BRIEF:
Gather every line in the items below that contains the word "negative", and copy each one in full.
——
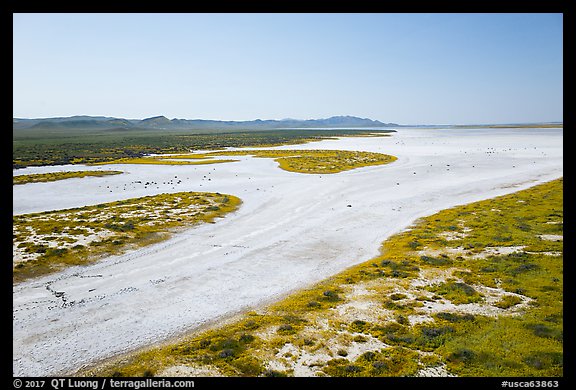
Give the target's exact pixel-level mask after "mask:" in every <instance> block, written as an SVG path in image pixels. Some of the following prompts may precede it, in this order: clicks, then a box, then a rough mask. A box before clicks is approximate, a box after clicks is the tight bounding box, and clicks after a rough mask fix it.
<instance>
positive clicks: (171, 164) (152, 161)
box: [94, 156, 238, 165]
mask: <svg viewBox="0 0 576 390" xmlns="http://www.w3.org/2000/svg"><path fill="white" fill-rule="evenodd" d="M183 158H184V157H182V156H178V157H172V156H154V157H134V158H119V159H117V160H112V161H106V162H99V163H94V165H105V164H154V165H204V164H219V163H226V162H234V161H238V160H214V159H212V157H206V160H199V161H178V160H179V159H183ZM189 158H191V159H198V158H202V157H198V156H196V157H189Z"/></svg>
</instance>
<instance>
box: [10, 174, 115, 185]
mask: <svg viewBox="0 0 576 390" xmlns="http://www.w3.org/2000/svg"><path fill="white" fill-rule="evenodd" d="M120 173H122V171H70V172H50V173H34V174H30V175H17V176H14V177H13V179H12V184H13V185H16V184H27V183H42V182H48V181H57V180H65V179H72V178H75V177H78V178H81V177H87V176H96V177H99V176H107V175H119V174H120Z"/></svg>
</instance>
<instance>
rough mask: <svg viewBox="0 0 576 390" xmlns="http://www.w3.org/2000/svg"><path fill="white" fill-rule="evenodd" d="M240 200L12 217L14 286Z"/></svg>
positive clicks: (201, 222) (203, 199)
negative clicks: (30, 279)
mask: <svg viewBox="0 0 576 390" xmlns="http://www.w3.org/2000/svg"><path fill="white" fill-rule="evenodd" d="M240 203H241V201H240V199H239V198H237V197H235V196H232V195H226V194H220V193H209V192H177V193H172V194H159V195H153V196H145V197H141V198H133V199H127V200H120V201H115V202H109V203H101V204H98V205H94V206H85V207H78V208H71V209H65V210H58V211H46V212H40V213H31V214H22V215H16V216H14V217H13V225H12V226H13V257H12V258H13V282H15V283H16V282H21V281H23V280H26V279H28V278H32V277H37V276H40V275H45V274H48V273H52V272H55V271H58V270H60V269H62V268H63V267H66V266H70V265H80V264H86V263H88V262H90V261H95V260H98V259H100V258H102V257H104V256H109V255H112V254H119V253H122V252H124V251H126V250H127V249H130V248H136V247H138V246H143V245H149V244H151V243H154V242H158V241H161V240H164V239H167V238H168V237H169V236H170V233H171V232H173V231H175V229H177V228H183V227H190V226H191V225H194V224H198V223H202V222H213V221H214V219H215V218H217V217H222V216H224V215H225V214H227V213H229V212H232V211H234V210H236V209H237V208H238V207H239V205H240Z"/></svg>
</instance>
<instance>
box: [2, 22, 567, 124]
mask: <svg viewBox="0 0 576 390" xmlns="http://www.w3.org/2000/svg"><path fill="white" fill-rule="evenodd" d="M562 30H563V17H562V14H337V13H336V14H334V13H331V14H14V15H13V85H14V88H13V115H14V117H20V118H41V117H54V116H72V115H103V116H114V117H123V118H132V119H141V118H146V117H150V116H155V115H165V116H166V117H168V118H185V119H220V120H252V119H257V118H260V119H282V118H297V119H310V118H326V117H330V116H334V115H354V116H359V117H367V118H372V119H378V120H381V121H383V122H396V123H401V124H465V123H515V122H538V121H562V120H563V39H562Z"/></svg>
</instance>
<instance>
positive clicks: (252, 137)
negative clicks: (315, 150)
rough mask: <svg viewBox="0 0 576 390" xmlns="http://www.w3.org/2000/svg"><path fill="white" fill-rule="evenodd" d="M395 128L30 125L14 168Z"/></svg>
mask: <svg viewBox="0 0 576 390" xmlns="http://www.w3.org/2000/svg"><path fill="white" fill-rule="evenodd" d="M391 132H394V131H393V130H347V129H334V130H313V129H306V130H288V129H286V130H263V131H250V130H248V129H247V130H245V131H218V130H202V131H200V130H158V129H141V128H117V129H104V130H103V129H93V128H92V129H90V128H81V129H80V128H30V129H20V130H13V132H12V139H13V144H12V145H13V147H12V159H13V168H21V167H26V166H40V165H58V164H87V163H97V162H107V161H113V160H118V159H123V158H140V157H143V156H145V155H148V154H168V153H189V152H190V151H194V150H218V149H223V148H225V147H255V146H275V145H284V144H301V143H305V142H310V141H319V140H322V139H331V138H333V137H345V136H359V135H375V134H376V135H381V136H386V135H389V133H391Z"/></svg>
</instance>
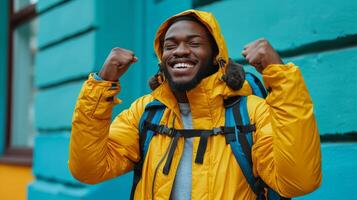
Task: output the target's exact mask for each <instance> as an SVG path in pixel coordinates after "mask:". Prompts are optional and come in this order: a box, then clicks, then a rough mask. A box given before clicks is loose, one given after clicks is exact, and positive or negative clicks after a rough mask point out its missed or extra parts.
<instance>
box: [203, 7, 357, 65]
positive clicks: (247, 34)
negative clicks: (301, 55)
mask: <svg viewBox="0 0 357 200" xmlns="http://www.w3.org/2000/svg"><path fill="white" fill-rule="evenodd" d="M199 9H202V10H205V11H210V12H213V14H214V15H215V16H216V17H217V19H218V21H219V23H220V25H221V28H222V30H223V34H224V36H225V38H226V40H227V44H228V47H229V50H230V51H229V52H230V55H231V57H233V58H238V57H240V54H241V51H242V49H243V46H244V45H246V44H248V43H249V42H251V41H253V40H255V39H258V38H260V37H265V38H267V39H269V40H270V41H271V43H272V44H273V45H274V46H275V47H276V48H277V49H279V50H283V49H294V48H296V47H298V46H301V45H303V44H306V43H311V42H316V41H321V40H331V39H336V38H338V37H342V36H346V35H351V34H356V33H357V17H356V16H357V3H356V1H354V0H346V1H343V2H341V1H340V0H330V1H328V3H327V2H326V1H324V0H318V1H295V0H284V1H283V0H270V1H260V0H252V1H234V0H227V1H221V2H217V3H213V4H210V5H207V6H204V7H201V8H199Z"/></svg>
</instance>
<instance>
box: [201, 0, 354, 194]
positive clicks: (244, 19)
mask: <svg viewBox="0 0 357 200" xmlns="http://www.w3.org/2000/svg"><path fill="white" fill-rule="evenodd" d="M198 9H201V10H205V11H210V12H213V14H214V15H215V16H216V17H217V19H218V21H219V23H220V26H221V28H222V31H223V35H224V36H225V39H226V42H227V45H228V49H229V54H230V56H231V57H232V58H234V59H235V60H237V61H240V62H243V57H242V56H241V54H240V52H241V50H242V48H243V46H244V45H245V44H248V43H249V42H250V41H253V40H255V39H257V38H260V37H265V38H267V39H268V40H269V41H270V42H271V44H272V45H273V46H274V47H275V48H276V49H277V50H278V51H279V52H280V53H281V55H282V56H283V59H284V61H285V62H294V63H295V64H296V65H298V66H299V67H300V69H301V71H302V74H303V76H304V79H305V82H306V84H307V87H308V89H309V92H310V94H311V96H312V99H313V102H314V111H315V115H316V118H317V121H318V128H319V132H320V135H321V136H322V139H323V141H325V138H327V137H326V136H329V135H331V134H338V137H337V138H338V139H342V140H347V139H346V138H347V137H349V136H348V135H347V134H348V133H353V134H354V136H353V137H352V138H353V140H354V142H351V143H337V142H336V143H330V142H324V143H323V144H322V147H321V149H322V167H323V181H322V184H321V187H320V188H319V189H318V190H316V191H315V192H313V193H311V194H309V195H306V196H304V197H300V198H296V199H351V198H353V196H355V194H354V188H353V187H354V186H355V184H354V182H355V180H356V179H357V173H356V172H355V169H356V168H357V160H356V151H357V143H356V136H357V133H356V132H357V114H356V113H357V84H356V77H357V2H356V1H354V0H347V1H339V0H329V1H328V2H326V1H323V0H317V1H306V0H305V1H295V0H270V1H259V0H251V1H241V0H239V1H233V0H225V1H219V2H218V1H217V2H215V3H212V4H209V5H205V6H202V7H199V8H198ZM245 69H247V70H249V71H255V70H253V69H252V67H250V66H248V65H245ZM332 142H333V141H332Z"/></svg>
——
REPLY TO THE TASK:
negative clicks: (30, 279)
negative clicks: (315, 150)
Task: output the target's exact mask for each <instance> as an SVG path in pixel coordinates after "mask:". Prompts are optional and come in this order: a box, then clicks, then a rough mask. A box given before clicks is loose, one given after clicks is exact, and positive or negative clicks after a rough mask point out its missed or extra parts.
negative clicks: (301, 55)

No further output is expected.